■ **Work request**
Set the data down exactly as it stands, and keep its pictures out.

————

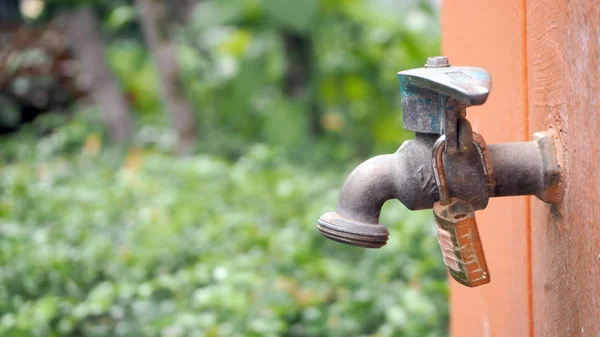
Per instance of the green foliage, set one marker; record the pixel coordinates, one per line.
(106, 243)
(233, 59)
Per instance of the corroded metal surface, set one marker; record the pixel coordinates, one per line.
(460, 243)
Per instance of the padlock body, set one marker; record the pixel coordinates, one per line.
(459, 240)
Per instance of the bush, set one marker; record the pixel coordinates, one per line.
(99, 242)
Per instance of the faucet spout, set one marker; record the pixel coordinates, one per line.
(367, 188)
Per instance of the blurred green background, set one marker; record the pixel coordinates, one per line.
(188, 207)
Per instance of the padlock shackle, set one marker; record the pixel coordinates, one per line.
(438, 167)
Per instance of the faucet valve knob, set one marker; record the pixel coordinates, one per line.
(436, 96)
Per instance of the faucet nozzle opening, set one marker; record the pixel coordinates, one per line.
(352, 232)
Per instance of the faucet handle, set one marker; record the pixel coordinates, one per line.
(433, 96)
(468, 85)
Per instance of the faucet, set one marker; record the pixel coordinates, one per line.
(434, 102)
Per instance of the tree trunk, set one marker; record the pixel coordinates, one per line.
(10, 12)
(182, 10)
(154, 19)
(300, 75)
(83, 31)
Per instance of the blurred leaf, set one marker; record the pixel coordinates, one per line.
(211, 13)
(297, 15)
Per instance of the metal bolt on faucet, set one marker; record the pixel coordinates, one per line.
(447, 167)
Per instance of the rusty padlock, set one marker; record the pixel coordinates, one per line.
(456, 225)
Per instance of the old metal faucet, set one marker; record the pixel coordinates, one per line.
(447, 167)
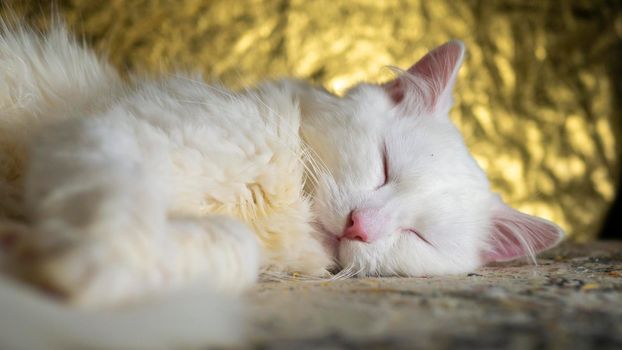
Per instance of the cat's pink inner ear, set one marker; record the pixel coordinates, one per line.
(439, 66)
(515, 235)
(432, 76)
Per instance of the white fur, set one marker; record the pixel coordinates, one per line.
(117, 190)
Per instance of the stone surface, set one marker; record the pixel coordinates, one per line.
(571, 299)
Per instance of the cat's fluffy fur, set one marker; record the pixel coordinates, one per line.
(114, 190)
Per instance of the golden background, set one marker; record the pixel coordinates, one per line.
(536, 99)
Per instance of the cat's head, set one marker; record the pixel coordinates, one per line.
(399, 192)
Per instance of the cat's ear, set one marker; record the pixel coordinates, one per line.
(427, 85)
(515, 235)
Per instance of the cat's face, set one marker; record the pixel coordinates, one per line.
(400, 194)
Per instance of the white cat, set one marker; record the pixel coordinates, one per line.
(114, 190)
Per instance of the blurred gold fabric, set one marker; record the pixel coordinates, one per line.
(536, 100)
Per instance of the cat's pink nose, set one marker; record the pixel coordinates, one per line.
(355, 230)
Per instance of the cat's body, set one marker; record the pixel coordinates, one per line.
(114, 189)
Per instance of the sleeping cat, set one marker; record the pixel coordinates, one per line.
(114, 190)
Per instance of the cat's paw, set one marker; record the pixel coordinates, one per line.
(88, 277)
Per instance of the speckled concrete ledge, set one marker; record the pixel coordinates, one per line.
(571, 299)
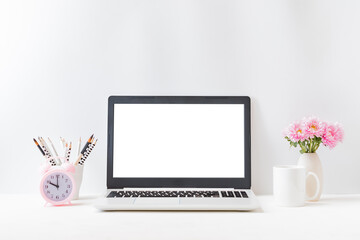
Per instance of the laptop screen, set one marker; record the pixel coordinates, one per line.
(178, 141)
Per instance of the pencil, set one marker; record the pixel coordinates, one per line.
(56, 154)
(47, 153)
(37, 144)
(86, 155)
(68, 152)
(46, 146)
(79, 145)
(84, 149)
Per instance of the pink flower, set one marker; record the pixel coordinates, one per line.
(313, 127)
(295, 132)
(333, 133)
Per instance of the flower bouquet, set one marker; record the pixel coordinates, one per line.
(310, 133)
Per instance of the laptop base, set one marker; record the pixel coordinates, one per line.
(178, 203)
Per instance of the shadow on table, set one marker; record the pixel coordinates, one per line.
(333, 200)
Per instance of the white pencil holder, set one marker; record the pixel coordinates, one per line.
(79, 169)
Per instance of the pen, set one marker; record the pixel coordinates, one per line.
(87, 153)
(79, 145)
(47, 153)
(46, 146)
(56, 154)
(68, 152)
(83, 150)
(37, 144)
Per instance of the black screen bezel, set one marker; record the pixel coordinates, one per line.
(237, 183)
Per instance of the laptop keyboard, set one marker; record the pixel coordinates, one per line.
(187, 194)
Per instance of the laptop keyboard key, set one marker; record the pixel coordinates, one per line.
(237, 194)
(243, 193)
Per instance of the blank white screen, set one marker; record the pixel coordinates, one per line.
(179, 140)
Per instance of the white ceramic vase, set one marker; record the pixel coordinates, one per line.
(311, 162)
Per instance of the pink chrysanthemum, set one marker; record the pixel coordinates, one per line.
(295, 132)
(312, 127)
(333, 133)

————

■ **Result for this task**
Per instance of the green foliage, set one marker; record the pixel coordinates, one per line.
(106, 243)
(233, 59)
Per instance of the corroded metal surface, set one marker; record the pixel coordinates, one per line.
(460, 243)
Per instance of the padlock body, set one marker; record the pixel coordinates, one per line.
(459, 240)
Per instance of the bush, set one marker; record the pixel coordinates, one per line.
(99, 242)
Per instance of the faucet spout, set one marker; record the pixel coordinates, one per line.
(367, 188)
Per instance of the blurred green background, set one marker; record the pixel coordinates, one per line.
(188, 207)
Per instance of the padlock shackle, set one marker; record the pixel coordinates, one per line.
(438, 167)
Per instance of the faucet valve knob, set one marker; record the pixel coordinates, one per line.
(436, 96)
Per instance of the faucet nozzle opening, set one marker; record the pixel coordinates, one per line.
(352, 232)
Per instance of the faucet handle, set one marker; record the pixel coordinates, one per line.
(433, 96)
(468, 85)
Per instance of the faucet, set one marker; record the pixel coordinates, one per line.
(434, 102)
Per instance of the tree trunk, set one marker; record the pixel coordinates, one per line.
(10, 12)
(182, 10)
(154, 19)
(300, 75)
(83, 31)
Per instance of the blurred leaf, set one marker; record the pixel coordinates, one per line.
(211, 13)
(297, 15)
Per instance of the metal bolt on faucet, set one marker; record the pixel coordinates, one per line.
(447, 167)
Per instance of the rusty padlock, set one marker; record the pixel coordinates, one per line.
(456, 225)
Per instance of the old metal faucet, set one marker; record the pixel coordinates, one per line.
(447, 167)
Per instance of the cat's pink inner ear, set one marker; record the pixel coordinates, one per line.
(439, 66)
(515, 235)
(432, 76)
Per instance of the white fur, set one marker; record the pixel coordinates, one per line.
(117, 190)
Per instance of the stone surface, set one marker; record the pixel coordinates, one per line.
(571, 299)
Per instance of the cat's fluffy fur, set one marker; record the pixel coordinates, one per line.
(114, 190)
Per instance of the golden background, set one marker; record the pixel coordinates, one per line.
(536, 99)
Per instance of the cat's head, set one marker; record the pixel coordinates, one per line.
(399, 192)
Per instance of the cat's ear, set one marker; record the pixel coordinates, one per line.
(427, 85)
(515, 235)
Per instance of the cat's face, set one marker; record the pixel coordinates, one per line.
(400, 194)
Per instance of the white cat, set one marker; record the pixel coordinates, one per line.
(114, 190)
Per instance of the blurred gold fabric, set one marker; record the pixel coordinates, one per line.
(536, 100)
Per instance of the cat's pink nose, set one marker; record the pixel coordinates, one per line.
(355, 230)
Per instance of the cat's body, set one marker; record the pixel coordinates, one per line.
(114, 189)
Per instance of the sleeping cat, set one marker; record the pixel coordinates, one per line.
(114, 190)
Per instance of the cat's paw, set one marker; record the pixel coordinates, one per line.
(88, 277)
Per instance of the speckled concrete ledge, set one marker; record the pixel coordinates, one per line.
(571, 299)
Per instance of the laptop screen, set one marker; record the pixel coordinates, one per line.
(178, 141)
Per instance of the pencil, set one marker; record the pixel coordinates, one per line.
(56, 154)
(47, 153)
(37, 144)
(86, 155)
(68, 152)
(46, 146)
(79, 145)
(84, 149)
Per instance of the pink flower, set one marker; record the pixel coordinates, one per line.
(313, 127)
(295, 132)
(333, 133)
Per instance of the flower bouquet, set one marker; record the pixel coordinates, one per line.
(310, 133)
Per instance of the laptop base, set one marker; record the pixel coordinates, one per line.
(178, 203)
Per instance of the shadow on table, set one marker; record the pixel coordinates, one per line.
(333, 200)
Per instance of the white pencil holder, set one marker; record the pixel coordinates, one per line.
(79, 169)
Per instance of the pen, set one marker; record the pixel coordinates, one per line.
(87, 153)
(79, 145)
(47, 153)
(46, 146)
(56, 154)
(68, 152)
(83, 150)
(37, 144)
Per instance of the black screen bezel, set one marker; record the pixel coordinates, one per line.
(237, 183)
Per instance of the laptop keyboard, set one marker; record the pixel coordinates, one per line.
(187, 194)
Per instance of the laptop keyboard key, set one marker; record the pixel coordinates, one per line.
(237, 194)
(243, 193)
Per instance of the blank white screen, set one marker; record the pixel coordinates, one per line.
(179, 140)
Per instance of the white ceramic vase, set one marker; record the pixel coordinates, one per line.
(311, 162)
Per instance of the pink chrysanthemum, set one marker; record the pixel coordinates, one per line.
(295, 132)
(312, 127)
(333, 133)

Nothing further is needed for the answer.